Problem statement — Lines to return, exactly: from the line with "--target porch railing post" to the line with "--target cardboard sign" in the entries below, both included.

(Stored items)
◇ ◇ ◇

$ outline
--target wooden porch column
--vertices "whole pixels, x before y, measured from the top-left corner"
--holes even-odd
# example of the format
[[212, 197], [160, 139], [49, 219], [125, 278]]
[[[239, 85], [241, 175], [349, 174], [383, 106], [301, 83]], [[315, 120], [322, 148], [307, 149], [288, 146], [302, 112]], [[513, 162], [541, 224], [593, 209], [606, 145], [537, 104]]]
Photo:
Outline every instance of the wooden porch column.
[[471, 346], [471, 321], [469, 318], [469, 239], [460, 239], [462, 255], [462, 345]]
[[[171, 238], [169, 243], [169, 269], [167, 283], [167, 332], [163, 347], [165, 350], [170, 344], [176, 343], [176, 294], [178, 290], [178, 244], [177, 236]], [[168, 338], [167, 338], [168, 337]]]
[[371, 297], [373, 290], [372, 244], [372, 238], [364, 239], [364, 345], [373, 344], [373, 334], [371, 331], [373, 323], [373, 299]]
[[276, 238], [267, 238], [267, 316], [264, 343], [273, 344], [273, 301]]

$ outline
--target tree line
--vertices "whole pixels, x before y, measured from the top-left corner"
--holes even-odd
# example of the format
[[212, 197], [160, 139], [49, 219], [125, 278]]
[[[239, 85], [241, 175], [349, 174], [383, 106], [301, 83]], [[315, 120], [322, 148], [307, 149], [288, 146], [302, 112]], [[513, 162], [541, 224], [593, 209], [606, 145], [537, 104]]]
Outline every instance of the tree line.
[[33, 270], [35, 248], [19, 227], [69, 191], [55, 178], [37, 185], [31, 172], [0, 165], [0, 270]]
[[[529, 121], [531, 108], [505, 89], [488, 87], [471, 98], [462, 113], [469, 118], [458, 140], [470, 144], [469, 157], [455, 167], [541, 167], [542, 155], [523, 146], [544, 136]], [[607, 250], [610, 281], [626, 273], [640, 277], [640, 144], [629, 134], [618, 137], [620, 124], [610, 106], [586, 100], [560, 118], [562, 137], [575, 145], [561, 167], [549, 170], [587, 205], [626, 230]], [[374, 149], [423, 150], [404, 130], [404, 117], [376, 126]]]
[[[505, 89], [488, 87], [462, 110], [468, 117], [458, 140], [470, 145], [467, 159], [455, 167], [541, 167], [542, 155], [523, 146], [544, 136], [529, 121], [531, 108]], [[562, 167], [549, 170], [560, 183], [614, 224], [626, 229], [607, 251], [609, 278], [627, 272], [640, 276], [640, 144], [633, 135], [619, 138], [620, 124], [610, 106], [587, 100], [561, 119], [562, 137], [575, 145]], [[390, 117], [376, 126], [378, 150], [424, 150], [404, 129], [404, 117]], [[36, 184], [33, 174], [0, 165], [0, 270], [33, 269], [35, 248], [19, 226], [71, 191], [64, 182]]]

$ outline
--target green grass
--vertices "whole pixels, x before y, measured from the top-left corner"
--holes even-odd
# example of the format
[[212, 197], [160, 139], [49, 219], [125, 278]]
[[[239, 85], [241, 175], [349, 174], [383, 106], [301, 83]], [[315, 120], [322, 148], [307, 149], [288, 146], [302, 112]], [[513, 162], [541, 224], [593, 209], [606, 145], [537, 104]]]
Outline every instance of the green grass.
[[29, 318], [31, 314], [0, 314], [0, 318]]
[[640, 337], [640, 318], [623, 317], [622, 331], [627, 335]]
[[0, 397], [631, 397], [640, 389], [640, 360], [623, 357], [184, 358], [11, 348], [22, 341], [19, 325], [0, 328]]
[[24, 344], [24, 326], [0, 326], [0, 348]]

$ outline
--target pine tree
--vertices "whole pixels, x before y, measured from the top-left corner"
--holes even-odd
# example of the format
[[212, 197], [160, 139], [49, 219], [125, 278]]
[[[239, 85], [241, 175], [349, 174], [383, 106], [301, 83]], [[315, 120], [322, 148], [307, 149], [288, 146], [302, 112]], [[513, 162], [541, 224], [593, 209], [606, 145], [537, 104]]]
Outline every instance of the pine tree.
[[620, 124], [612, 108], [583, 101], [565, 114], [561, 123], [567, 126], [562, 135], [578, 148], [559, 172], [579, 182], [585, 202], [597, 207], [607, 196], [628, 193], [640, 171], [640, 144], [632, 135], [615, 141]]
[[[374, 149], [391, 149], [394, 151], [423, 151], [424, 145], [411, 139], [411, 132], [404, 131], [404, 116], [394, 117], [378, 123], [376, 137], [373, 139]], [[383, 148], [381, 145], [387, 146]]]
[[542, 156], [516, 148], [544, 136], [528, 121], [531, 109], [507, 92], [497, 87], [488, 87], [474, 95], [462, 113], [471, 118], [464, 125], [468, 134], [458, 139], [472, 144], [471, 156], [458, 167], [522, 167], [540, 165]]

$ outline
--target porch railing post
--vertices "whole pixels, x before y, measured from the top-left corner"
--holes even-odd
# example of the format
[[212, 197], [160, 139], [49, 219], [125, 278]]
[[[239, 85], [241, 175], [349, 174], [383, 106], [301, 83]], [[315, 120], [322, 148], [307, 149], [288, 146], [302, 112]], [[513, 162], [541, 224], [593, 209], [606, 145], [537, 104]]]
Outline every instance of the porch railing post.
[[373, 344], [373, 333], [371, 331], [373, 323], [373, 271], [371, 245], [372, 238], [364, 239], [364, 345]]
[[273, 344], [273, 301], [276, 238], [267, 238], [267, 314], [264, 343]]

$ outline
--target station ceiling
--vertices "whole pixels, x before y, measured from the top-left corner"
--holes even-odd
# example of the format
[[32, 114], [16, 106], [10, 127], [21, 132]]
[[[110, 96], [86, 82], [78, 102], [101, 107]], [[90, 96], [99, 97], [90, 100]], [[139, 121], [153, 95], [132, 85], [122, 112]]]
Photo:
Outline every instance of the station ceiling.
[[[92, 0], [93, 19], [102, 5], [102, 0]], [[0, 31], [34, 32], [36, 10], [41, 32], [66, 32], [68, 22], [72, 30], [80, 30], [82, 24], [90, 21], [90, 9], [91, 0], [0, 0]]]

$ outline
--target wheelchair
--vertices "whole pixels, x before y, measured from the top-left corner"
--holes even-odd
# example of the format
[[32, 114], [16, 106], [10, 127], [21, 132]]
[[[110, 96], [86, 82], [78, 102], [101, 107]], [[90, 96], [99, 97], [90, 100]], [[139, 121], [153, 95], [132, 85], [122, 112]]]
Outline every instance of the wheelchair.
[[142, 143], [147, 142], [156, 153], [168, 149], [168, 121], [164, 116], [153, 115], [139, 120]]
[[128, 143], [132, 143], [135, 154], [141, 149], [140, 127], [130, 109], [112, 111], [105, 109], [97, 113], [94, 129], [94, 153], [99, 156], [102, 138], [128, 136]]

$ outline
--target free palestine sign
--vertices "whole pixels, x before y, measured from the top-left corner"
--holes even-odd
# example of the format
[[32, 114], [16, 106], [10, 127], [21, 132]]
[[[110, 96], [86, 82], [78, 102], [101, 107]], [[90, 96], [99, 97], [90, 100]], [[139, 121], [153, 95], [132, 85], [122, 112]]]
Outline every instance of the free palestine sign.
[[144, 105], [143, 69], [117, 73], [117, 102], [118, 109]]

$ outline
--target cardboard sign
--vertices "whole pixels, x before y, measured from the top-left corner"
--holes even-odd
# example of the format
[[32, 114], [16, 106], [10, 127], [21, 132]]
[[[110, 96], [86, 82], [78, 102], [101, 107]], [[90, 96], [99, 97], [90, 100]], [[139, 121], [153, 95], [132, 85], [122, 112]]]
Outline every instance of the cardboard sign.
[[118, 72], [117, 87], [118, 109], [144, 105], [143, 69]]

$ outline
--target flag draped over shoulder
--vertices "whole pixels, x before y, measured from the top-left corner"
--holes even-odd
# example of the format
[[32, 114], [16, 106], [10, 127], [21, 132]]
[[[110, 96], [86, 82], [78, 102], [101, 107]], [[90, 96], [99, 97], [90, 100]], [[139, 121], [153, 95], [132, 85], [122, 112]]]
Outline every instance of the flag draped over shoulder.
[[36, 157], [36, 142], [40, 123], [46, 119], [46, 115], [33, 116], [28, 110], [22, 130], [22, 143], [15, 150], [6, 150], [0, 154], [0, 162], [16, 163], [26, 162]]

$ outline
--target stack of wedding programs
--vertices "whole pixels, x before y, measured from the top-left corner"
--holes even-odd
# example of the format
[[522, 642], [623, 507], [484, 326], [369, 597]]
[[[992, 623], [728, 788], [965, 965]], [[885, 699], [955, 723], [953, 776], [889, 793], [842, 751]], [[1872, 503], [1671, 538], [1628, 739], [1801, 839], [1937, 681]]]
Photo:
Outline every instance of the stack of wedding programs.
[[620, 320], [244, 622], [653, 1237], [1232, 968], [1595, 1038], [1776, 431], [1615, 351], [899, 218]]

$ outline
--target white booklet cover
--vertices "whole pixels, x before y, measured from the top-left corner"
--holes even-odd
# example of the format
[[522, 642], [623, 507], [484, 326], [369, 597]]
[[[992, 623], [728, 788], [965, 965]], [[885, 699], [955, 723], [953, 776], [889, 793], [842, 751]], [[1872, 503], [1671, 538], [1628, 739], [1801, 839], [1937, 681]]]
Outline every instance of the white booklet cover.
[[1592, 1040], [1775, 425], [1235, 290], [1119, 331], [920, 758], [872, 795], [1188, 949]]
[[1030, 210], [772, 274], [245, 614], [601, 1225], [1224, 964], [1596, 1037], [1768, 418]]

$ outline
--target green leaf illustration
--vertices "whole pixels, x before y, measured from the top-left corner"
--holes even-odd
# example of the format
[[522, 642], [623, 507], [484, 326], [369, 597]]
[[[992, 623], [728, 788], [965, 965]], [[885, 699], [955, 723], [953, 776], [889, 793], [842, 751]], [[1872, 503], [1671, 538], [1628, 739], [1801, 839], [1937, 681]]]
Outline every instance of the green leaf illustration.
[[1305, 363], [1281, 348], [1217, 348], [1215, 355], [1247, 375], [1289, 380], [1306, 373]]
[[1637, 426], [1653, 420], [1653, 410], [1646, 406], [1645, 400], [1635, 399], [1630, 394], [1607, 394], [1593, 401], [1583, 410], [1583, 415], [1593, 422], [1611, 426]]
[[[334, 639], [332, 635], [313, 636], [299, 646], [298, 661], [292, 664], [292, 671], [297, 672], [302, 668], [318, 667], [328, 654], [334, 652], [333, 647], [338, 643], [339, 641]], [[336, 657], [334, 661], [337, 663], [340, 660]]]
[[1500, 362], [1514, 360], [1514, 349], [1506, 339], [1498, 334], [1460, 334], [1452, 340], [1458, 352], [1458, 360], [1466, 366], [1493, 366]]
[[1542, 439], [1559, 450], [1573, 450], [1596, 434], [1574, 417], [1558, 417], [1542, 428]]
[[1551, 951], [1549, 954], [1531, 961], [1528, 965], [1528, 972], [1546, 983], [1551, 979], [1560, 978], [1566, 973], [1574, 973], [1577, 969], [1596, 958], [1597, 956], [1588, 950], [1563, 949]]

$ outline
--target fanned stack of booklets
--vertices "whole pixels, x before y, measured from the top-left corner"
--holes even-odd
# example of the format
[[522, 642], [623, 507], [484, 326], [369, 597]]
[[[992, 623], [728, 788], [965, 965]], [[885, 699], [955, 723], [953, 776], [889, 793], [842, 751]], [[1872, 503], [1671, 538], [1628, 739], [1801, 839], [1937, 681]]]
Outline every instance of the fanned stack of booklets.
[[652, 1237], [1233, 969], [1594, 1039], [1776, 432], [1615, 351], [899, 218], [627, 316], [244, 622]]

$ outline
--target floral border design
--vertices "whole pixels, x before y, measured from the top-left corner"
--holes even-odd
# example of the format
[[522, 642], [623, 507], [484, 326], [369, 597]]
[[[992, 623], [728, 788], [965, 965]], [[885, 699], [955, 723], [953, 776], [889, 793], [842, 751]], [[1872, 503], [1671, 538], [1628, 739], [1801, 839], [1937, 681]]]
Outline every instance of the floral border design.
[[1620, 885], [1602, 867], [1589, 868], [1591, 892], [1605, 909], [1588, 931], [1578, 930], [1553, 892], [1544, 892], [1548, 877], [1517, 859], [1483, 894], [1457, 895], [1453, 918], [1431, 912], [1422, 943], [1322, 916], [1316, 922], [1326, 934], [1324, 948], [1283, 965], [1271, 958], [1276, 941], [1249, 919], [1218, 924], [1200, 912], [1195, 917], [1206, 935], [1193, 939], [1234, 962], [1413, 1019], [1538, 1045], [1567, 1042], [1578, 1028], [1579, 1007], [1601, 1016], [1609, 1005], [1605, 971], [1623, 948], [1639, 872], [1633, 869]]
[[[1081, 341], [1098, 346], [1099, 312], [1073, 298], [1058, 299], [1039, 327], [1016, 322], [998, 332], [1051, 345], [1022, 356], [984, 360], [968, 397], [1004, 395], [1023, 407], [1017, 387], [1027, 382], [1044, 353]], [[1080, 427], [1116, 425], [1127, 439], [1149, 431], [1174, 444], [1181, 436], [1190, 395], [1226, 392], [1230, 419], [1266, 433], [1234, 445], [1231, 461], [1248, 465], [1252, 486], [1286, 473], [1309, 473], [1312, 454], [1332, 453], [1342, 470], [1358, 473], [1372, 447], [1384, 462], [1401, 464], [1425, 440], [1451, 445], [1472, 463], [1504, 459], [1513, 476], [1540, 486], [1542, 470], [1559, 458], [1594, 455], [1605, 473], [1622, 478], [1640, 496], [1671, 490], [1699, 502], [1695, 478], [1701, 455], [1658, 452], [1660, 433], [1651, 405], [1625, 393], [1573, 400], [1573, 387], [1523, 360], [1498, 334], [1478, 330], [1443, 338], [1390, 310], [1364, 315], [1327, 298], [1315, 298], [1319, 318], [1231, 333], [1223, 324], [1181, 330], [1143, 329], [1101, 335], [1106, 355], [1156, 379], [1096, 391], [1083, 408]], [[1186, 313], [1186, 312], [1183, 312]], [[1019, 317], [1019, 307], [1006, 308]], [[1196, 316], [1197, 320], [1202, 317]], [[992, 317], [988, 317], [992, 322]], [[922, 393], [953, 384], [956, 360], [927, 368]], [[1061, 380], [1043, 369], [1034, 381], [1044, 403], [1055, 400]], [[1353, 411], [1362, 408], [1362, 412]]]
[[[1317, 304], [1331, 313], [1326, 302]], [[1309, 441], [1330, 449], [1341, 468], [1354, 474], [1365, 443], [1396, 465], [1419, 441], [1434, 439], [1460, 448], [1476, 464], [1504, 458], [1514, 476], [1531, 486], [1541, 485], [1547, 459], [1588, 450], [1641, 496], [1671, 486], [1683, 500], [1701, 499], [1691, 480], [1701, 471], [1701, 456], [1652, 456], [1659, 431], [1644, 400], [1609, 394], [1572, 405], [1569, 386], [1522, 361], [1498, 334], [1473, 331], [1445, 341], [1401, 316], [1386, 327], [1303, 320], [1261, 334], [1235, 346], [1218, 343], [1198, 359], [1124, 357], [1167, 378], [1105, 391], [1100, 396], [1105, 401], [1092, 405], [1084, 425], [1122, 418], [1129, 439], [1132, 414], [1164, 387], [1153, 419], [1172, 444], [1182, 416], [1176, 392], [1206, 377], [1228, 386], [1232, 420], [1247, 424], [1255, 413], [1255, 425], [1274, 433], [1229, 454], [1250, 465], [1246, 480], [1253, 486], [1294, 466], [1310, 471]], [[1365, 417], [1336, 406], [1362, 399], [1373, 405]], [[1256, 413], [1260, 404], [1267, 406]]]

◇ ◇ ◇

Result of the exercise —
--target porch railing post
--vertices "whole pixels, x before y, measured from the top-left corner"
--holes even-odd
# example of the format
[[212, 197], [160, 139], [49, 219], [125, 278]]
[[[239, 85], [241, 175], [349, 174], [383, 106], [301, 83]], [[315, 120], [322, 148], [307, 149], [288, 146], [302, 112]], [[513, 162], [541, 224], [593, 209], [606, 145], [537, 104]]]
Outline every instance of the porch railing post.
[[373, 344], [373, 333], [371, 331], [373, 323], [373, 271], [371, 245], [372, 238], [364, 239], [364, 345]]
[[273, 344], [273, 301], [276, 238], [267, 238], [267, 314], [264, 343]]

$ outline
--target station ceiling
--vertices "whole pixels, x before y, measured from the top-left corner"
--holes even-odd
# example of the format
[[32, 114], [16, 106], [10, 127], [21, 132]]
[[[110, 96], [86, 82], [78, 102], [101, 107]], [[90, 96], [99, 97], [90, 100]], [[139, 121], [153, 95], [132, 85], [122, 112]]]
Photo:
Outline every instance of the station ceiling.
[[[92, 0], [93, 19], [102, 5], [102, 0]], [[0, 31], [34, 32], [36, 10], [41, 32], [66, 32], [68, 22], [72, 30], [80, 30], [82, 24], [90, 21], [90, 9], [91, 0], [0, 0]]]

$ outline
--target wheelchair
--vertices "whole pixels, x before y, measured from the top-left corner"
--holes even-odd
# example of the format
[[32, 114], [16, 106], [10, 127], [21, 132]]
[[[110, 96], [86, 82], [78, 102], [101, 107]], [[90, 96], [99, 97], [90, 100]], [[139, 121], [153, 95], [132, 85], [122, 112]]]
Outline every instance of the wheelchair.
[[142, 143], [147, 142], [156, 153], [168, 149], [168, 121], [164, 116], [153, 115], [139, 120]]
[[128, 143], [132, 143], [135, 154], [141, 149], [140, 127], [130, 109], [112, 111], [105, 109], [97, 113], [94, 129], [94, 153], [99, 156], [102, 138], [128, 136]]

$ outline
--target free palestine sign
--vertices "whole pixels, x before y, measured from the top-left corner"
--holes even-odd
# example of the format
[[32, 114], [16, 106], [10, 127], [21, 132]]
[[[110, 96], [86, 82], [78, 102], [101, 107]], [[90, 96], [99, 97], [90, 100]], [[139, 121], [153, 95], [132, 85], [122, 112]]]
Outline every instance of the free palestine sign.
[[144, 105], [143, 69], [117, 73], [117, 102], [118, 109]]

$ outline
--target cardboard sign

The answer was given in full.